▸ **WHAT TO DO**:
Print the data exactly as it is given, please.

Data items:
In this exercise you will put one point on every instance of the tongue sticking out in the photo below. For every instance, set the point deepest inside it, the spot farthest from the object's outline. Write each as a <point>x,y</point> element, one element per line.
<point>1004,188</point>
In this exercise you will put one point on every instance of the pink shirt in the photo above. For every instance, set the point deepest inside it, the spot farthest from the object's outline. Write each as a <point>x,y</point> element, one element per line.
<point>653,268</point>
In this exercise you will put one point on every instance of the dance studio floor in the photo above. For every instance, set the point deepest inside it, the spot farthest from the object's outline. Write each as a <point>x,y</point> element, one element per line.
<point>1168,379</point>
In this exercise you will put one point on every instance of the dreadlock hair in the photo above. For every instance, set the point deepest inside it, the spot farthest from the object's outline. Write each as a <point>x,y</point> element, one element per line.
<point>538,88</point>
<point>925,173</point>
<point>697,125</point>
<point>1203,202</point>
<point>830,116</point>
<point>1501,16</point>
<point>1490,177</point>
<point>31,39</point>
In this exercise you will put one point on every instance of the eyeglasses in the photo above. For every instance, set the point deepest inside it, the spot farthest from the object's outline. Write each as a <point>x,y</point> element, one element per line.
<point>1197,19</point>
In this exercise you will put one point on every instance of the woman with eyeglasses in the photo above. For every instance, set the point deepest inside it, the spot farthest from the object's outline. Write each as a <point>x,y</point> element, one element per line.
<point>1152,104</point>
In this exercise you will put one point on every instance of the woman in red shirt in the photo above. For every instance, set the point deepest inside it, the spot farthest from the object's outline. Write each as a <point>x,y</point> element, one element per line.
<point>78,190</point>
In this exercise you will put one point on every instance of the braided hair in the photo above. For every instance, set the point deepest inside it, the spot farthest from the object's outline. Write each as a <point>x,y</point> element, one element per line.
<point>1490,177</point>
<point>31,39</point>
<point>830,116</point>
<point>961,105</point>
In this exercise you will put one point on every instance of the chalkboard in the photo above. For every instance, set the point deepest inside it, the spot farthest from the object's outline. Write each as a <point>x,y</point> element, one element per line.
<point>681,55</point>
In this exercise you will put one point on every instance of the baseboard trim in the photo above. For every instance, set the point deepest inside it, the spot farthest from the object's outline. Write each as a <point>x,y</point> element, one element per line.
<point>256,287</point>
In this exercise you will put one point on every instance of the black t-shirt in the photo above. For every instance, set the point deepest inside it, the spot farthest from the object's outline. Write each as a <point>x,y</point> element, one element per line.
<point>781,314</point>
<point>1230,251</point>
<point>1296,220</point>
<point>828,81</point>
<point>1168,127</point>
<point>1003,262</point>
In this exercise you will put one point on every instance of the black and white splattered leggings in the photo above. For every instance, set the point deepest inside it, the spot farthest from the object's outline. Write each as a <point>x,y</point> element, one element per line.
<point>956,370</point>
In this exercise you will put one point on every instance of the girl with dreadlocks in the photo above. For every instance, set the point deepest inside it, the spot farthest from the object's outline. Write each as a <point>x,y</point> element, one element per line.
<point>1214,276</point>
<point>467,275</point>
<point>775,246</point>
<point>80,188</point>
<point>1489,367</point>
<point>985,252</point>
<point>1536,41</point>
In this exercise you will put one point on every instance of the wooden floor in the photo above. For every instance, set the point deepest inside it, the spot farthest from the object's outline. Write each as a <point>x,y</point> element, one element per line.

▸ **RESPONSE TO THIS TASK**:
In this exercise you will put one point on every instance of the tongue sticking out in the photo below. For every instance, set the point deepest inside it, the spot farthest from the object's outline. Write each as a <point>x,y</point> element, one element per line.
<point>1004,188</point>
In this exercise you will put one point on every instance of the pink shirt in the photo above. For every instance, set the point deepest inside it, the spot farthest from the object's outline. Write each as a <point>x,y</point> element, one element per line.
<point>653,268</point>
In this exercise you will put one point on every instance of the dance studio floor in the photo above. For every instance, set the point deepest inside it, the spot farthest from the object's outline. Write each as a <point>x,y</point> element, one element per line.
<point>1168,379</point>
In this exercise you will put one point on every instance of the dreadlock hair in the photo above. For every instance, set the point deepest inside it, the spot farthest from the object's outline. Write each as a <point>x,y</point> element, one element per line.
<point>538,88</point>
<point>925,173</point>
<point>697,125</point>
<point>1203,202</point>
<point>830,116</point>
<point>1501,16</point>
<point>1490,177</point>
<point>31,39</point>
In this exercise you will put one point on every instance of the eyeglasses in the photo above. For every instance, set the point deepest inside it, the spot farthest from the object's outline. Write each as a <point>x,y</point> element, one element per line.
<point>1197,19</point>
In this exercise you will put one point on every instance of the woman with eyeglasses in the photo above. For every instance, set the point deepest inside it, the spot farthest from the object's outline. Write each as a <point>x,y</point> element, one element per line.
<point>1152,104</point>
In this exercise you will put one point on every instance of the woman in red shirt in the photo above. For every instance, set the point deepest inside it, the spot farthest from the object's outline. Write each as a <point>x,y</point> element, one element per line.
<point>78,190</point>
In this exercise you will put one point on every instance of the braided hair in the photo above. For every instance, set the point deepest inside it, the spot farthest from the object's outline. Write each as a <point>x,y</point> element, one element per line.
<point>1490,177</point>
<point>31,39</point>
<point>830,116</point>
<point>961,105</point>
In this exercise you will put one point on every instance of the chalkboard in the photo above. For every instance, set the point deepest inside it, the spot farthest from the object's outline. Write each as a <point>x,y</point> element, one element per line.
<point>681,55</point>
In this exercise you will put one point on every instance of the baseboard trim in the photo above. For every instance, set the point deepest inside it, the spot farthest from the object's outline. Write each as a <point>x,y</point> element, one element per line.
<point>256,287</point>
In this exercise you will put one point on every instance of the black t-shirt in the photo above. For every instance, set the point deepest inside it, the spot farthest from the object's outline. Write each as a <point>x,y</point> element, one element per line.
<point>781,314</point>
<point>1230,251</point>
<point>1296,220</point>
<point>828,81</point>
<point>1168,127</point>
<point>1003,262</point>
In this exercise you will put one point on every instance of the black and white splattered leggings in the photo above. For every instance, set the point deepest inside it, the spot farthest from the object's outline. Write each as a <point>x,y</point> element, one element per line.
<point>956,370</point>
In this exercise you will put one point on every instance of the girl with dreadlocks in the photo above. For every instance, set the point deepest inside it, the spot farthest from the object's outline. Write each as a <point>x,y</point> element, one element per line.
<point>1214,276</point>
<point>467,275</point>
<point>775,246</point>
<point>80,188</point>
<point>1489,367</point>
<point>985,252</point>
<point>1536,41</point>
In this exercise you will put one point on every instance of the wooden floor in the photo above. For every instance, set the point deepest inside it, the spot farthest from the object's outline. Write each as a <point>x,y</point> element, one element per line.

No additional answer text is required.